→ **EXERCISE PASSAGE**:
+ + + + +
In that life, the promise of free World Cup tickets -- seemingly the ultimate prize -- falls somewhat hollow. FIFA and local organizers made that grand gesture, saying tens of thousands of workers would each receive a free ticket to a World Cup match. At the time, this past fall, the offer was seen as an incentive to finish the stadiums on time. Nearly a year later, the redemption of that promise seems surreal, if not impossible, to this small group of workers at Soccer City.

"Yeah, they promised us," a veteran worker says. "But we're not sure. They make empty promises, and you can't really rely on them."

Says another worker, "Maybe they are going to give tickets next year. Maybe others are already terminated and you're no longer here."

"Maybe they give the tickets to our foreman to give to us," the first man says, the global cynicism toward bosses mixing with the experience of life in South Africa. "He's going to keep it on his side and sell it to someone else. People work for their pocket. At the end of the day, he looks at his family."

Another worker mimes handing out tickets to his group: "They must come here -- those big heads who are in football -- and say, 'OK, we are here. Here are the constructors, here are the tickets.' Then we can believe it when you see it."

Will the ticket giveaway work?
+ + + + +
→ **DATA SECTION**:
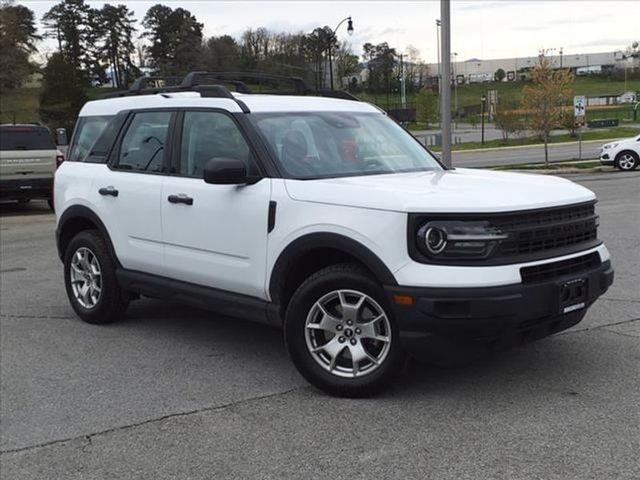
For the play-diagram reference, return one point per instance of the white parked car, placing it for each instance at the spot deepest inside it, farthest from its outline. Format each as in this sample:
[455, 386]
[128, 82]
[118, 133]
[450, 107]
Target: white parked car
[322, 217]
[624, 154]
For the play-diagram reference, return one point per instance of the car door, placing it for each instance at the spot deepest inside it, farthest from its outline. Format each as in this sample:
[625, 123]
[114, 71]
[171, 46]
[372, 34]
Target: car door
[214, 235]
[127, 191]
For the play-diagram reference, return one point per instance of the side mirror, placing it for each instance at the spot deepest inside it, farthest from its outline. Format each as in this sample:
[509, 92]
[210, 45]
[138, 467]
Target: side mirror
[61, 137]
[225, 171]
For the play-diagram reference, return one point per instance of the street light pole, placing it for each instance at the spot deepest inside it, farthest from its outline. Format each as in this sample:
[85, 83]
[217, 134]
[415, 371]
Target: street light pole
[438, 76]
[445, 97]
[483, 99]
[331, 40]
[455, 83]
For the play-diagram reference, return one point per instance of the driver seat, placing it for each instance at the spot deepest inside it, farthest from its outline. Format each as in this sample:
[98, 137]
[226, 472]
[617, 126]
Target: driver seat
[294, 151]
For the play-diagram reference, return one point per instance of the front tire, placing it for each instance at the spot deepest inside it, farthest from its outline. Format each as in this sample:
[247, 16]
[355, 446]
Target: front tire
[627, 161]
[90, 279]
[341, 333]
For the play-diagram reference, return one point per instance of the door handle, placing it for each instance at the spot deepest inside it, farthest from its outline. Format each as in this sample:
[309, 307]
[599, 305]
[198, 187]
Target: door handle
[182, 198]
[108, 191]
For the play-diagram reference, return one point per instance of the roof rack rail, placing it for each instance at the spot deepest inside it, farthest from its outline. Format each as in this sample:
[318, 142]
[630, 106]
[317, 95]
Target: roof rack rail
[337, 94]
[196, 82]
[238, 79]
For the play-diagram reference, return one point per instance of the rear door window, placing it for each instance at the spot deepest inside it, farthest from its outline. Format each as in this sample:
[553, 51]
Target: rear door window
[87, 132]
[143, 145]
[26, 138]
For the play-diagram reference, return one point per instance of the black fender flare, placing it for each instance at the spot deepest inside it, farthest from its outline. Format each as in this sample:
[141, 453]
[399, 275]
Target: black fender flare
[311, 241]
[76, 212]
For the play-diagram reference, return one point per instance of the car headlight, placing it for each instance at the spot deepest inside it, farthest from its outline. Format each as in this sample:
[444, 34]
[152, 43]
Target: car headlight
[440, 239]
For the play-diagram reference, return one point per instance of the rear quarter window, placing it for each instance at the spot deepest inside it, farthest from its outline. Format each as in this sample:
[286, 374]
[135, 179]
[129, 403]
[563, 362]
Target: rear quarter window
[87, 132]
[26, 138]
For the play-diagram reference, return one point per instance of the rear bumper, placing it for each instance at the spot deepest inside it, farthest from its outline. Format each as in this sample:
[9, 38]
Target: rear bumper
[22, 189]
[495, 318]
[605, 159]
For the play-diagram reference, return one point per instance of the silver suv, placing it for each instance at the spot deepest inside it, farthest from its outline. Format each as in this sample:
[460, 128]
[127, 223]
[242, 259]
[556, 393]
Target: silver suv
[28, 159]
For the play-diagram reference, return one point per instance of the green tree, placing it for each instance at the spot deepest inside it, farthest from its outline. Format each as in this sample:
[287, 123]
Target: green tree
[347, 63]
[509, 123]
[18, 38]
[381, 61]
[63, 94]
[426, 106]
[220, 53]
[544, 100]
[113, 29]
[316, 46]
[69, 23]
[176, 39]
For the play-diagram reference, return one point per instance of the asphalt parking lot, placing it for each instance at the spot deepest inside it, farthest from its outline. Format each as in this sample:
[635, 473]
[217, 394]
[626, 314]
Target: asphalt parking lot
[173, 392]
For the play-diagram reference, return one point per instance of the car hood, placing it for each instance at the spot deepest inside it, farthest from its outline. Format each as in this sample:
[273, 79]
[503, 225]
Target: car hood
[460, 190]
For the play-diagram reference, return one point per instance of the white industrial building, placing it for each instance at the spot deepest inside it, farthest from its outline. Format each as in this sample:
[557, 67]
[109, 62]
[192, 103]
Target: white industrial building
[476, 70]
+ + + + +
→ **REQUIREMENT A**: Output everything in the article on the Soccer City workers from "In that life, the" down to "at Soccer City.".
→ **REQUIREMENT B**: In the article on the Soccer City workers, what did FIFA and local organizers say each of the tens of thousands of workers would receive?
→ **REQUIREMENT C**: Resume the article on the Soccer City workers from the point where it stops.
The data above is separate from the article on the Soccer City workers.

→ **WRITTEN RESPONSE A**:
In that life, the promise of free World Cup tickets -- seemingly the ultimate prize -- falls somewhat hollow. FIFA and local organizers made that grand gesture, saying tens of thousands of workers would each receive a free ticket to a World Cup match. At the time, this past fall, the offer was seen as an incentive to finish the stadiums on time. Nearly a year later, the redemption of that promise seems surreal, if not impossible, to this small group of workers at Soccer City.

→ **WRITTEN RESPONSE B**: A free ticket to a World Cup match.

→ **WRITTEN RESPONSE C**:
Well, who thought the reality of a majority-rule South Africa would survive -- even thrive -- through 15 years? The nation's four peaceful presidential transitions are unprecedented in modern African history. By African standards, there is stability and prosperity.

Ascribe it to the genius of Nelson Mandela's message of reconciliation and forgiveness, or to the joint realization by all groups that wealth accumulated under the old system was too important to squander while fighting under new political rules, or to the daily expedience of needing to make it all work.

Back at the Hector Peterson Memorial, quiet running water slips over red marble and down the memorial's display, representing the blood spilled 33 years ago. This national landmark was a battleground on June 16, 1976.

Moss Tau was there. He was a working man of 30 when he made the long trek over from another Soweto neighborhood, alerted to the news that tens of thousands of school children had marched to state their grievances and had been met by police bullets.

"It was flames, ambulances were just everywhere, sirens were on. It was mayhem and gunshots," says Tau, now a dignified man in his 60s, fresh from a church service next door where he sings in the choir.

"People running, children were being rushed to the hospital."

Was it more than students, I ask.

"Primarily students," he says, "but, then, I've lost a son, a cousin, a brother who was a student who was shot by police, what does that make me?"

No one will ever know the true death toll from that first day in Soweto -- perhaps several dozen, hundreds more the next day.

"I can't sit down and smile," Tau says. "So it was now the real beginning of true anger among the blacks."

We gaze across the memorial grounds at the running water and the white tourists and their buses, at the photograph of the mortally wounded Peterson being carried by Makhubo, a fellow student. Peterson died minutes later. Makhubo was forced to flee the country after the photograph acquired political currency. He was never seen again.

"That picture was splashed; it was a scoop for the newspapers," Tau says, his voice now more emotional.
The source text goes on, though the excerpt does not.